* TASK DETAILS: What you return should be exactly the lines from the one containing "Exercise. Point out every instance of the wood grain" down to the final line of the listing, with nothing else.

* MATERIAL PROVIDED:
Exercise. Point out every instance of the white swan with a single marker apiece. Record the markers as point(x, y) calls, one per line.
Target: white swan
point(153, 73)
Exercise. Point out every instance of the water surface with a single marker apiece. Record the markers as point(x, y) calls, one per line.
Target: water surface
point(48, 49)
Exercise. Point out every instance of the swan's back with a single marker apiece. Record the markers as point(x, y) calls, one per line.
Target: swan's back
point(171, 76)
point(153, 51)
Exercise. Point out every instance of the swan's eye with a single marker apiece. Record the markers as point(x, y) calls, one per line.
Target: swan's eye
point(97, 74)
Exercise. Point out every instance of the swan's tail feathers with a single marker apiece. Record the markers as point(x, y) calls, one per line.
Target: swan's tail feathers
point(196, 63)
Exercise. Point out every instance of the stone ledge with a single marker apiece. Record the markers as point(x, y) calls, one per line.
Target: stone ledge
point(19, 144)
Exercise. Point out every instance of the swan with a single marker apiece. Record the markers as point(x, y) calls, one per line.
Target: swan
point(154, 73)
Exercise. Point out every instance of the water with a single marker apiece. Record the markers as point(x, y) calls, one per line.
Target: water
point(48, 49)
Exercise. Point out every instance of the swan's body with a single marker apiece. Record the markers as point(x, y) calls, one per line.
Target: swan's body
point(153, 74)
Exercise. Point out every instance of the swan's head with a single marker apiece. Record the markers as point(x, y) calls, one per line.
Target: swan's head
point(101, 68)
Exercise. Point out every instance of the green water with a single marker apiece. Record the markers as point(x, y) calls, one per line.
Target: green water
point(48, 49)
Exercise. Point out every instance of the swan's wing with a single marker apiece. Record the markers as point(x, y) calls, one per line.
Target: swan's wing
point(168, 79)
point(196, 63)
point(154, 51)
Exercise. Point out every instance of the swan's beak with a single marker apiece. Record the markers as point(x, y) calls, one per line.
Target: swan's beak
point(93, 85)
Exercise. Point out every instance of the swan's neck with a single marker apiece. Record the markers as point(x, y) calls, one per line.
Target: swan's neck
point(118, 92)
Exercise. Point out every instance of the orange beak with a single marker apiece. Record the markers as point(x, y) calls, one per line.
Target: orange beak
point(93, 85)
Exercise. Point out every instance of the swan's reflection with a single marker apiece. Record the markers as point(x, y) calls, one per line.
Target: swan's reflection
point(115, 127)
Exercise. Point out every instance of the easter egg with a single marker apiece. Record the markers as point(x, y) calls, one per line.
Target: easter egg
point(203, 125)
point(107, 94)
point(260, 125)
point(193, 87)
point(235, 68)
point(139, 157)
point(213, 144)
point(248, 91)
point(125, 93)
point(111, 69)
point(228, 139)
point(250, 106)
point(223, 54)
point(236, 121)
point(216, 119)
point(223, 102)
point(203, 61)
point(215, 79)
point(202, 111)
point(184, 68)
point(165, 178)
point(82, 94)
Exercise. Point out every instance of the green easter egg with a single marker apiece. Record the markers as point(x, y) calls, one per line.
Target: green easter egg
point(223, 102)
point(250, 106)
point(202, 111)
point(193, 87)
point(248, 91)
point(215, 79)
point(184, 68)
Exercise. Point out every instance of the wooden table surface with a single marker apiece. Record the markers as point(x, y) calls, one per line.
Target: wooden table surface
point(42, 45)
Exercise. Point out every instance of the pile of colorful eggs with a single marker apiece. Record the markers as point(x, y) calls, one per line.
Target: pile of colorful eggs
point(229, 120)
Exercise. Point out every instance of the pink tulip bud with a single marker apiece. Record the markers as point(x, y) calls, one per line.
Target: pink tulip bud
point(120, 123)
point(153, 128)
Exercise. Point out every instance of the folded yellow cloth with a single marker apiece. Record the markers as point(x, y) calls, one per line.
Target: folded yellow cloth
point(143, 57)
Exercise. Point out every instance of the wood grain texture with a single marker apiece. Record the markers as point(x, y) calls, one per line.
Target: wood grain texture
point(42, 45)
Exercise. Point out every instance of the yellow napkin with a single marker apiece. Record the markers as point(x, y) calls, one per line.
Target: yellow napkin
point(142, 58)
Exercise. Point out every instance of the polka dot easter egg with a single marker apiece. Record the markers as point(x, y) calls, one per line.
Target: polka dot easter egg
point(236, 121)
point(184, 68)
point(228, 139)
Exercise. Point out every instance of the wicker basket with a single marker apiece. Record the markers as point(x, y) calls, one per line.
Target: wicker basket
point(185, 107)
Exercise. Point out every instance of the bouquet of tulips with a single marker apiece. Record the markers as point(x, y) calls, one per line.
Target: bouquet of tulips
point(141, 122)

* OUTPUT OF THE EXERCISE:
Exercise. Point out every instance of the wood grain texture with a single marker apiece. Record the markers as point(x, y) calls, one per line.
Target: wood grain texture
point(42, 45)
Exercise. Point out every instance of the yellow napkin with a single marker apiece. Record the markers as point(x, y) calls, one per line.
Target: yellow napkin
point(142, 58)
Exercise. Point out every instance of the polka dot easter egg with a single marker apiece. Record the markers as point(x, y) calls, one per line.
Target: polka dot easter egg
point(236, 121)
point(184, 68)
point(228, 139)
Exercise. Point out every instance of the wicker basket with a single marker apiece. Record the markers as point(x, y) calls, one per line.
Target: wicker basket
point(185, 107)
Exercise. Point out every instance of the bouquet of tulips with a single marker apiece. Record the markers as point(x, y) calls, one per line.
Target: bouquet of tulips
point(141, 122)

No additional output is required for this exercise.